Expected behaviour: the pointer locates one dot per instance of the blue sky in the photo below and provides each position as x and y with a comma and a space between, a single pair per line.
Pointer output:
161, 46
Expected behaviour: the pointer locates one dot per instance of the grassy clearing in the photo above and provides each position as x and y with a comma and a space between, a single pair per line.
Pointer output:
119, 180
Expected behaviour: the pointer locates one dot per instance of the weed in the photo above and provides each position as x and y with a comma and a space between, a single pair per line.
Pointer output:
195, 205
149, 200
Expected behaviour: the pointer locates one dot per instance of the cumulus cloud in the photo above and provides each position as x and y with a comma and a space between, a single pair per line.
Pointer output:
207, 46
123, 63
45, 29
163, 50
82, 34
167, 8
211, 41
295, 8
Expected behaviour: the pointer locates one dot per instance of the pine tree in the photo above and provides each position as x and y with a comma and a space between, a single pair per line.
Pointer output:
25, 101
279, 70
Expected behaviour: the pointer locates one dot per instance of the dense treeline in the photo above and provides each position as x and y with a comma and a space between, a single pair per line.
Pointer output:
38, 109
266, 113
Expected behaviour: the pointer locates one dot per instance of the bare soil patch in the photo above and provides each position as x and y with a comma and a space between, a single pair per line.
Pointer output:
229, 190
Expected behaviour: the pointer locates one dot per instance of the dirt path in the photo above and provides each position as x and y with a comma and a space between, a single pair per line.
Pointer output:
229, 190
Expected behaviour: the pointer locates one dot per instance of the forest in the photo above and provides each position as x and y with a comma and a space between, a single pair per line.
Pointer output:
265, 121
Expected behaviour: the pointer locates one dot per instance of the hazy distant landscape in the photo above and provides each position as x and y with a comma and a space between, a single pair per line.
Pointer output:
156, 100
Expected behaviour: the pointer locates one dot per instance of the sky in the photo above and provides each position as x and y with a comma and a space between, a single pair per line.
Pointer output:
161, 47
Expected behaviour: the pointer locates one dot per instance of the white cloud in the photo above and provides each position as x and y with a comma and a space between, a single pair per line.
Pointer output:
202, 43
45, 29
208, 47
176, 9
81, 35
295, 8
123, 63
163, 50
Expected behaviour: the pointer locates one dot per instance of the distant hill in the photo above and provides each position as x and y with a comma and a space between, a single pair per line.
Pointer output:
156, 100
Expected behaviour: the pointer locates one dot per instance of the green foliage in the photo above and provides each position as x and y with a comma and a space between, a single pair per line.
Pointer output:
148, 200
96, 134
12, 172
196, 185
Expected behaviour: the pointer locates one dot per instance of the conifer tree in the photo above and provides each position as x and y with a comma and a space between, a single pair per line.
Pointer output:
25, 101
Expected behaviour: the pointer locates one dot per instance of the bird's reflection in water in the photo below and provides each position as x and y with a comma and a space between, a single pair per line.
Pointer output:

Description of the task -> For every line of the material that holds the word "below", make a copy.

Completed exercise ->
Expected behaviour: the pointer locates one dot per instance of the blue sky in the photo below and provides each position as x and y with a comma and a space between, a single pair per line.
Expected behaviour: the pointer locates one dot per instance of the bird's reflection in water in the photo below and provides each position as x and y with a comma and a space between, a single pair per line.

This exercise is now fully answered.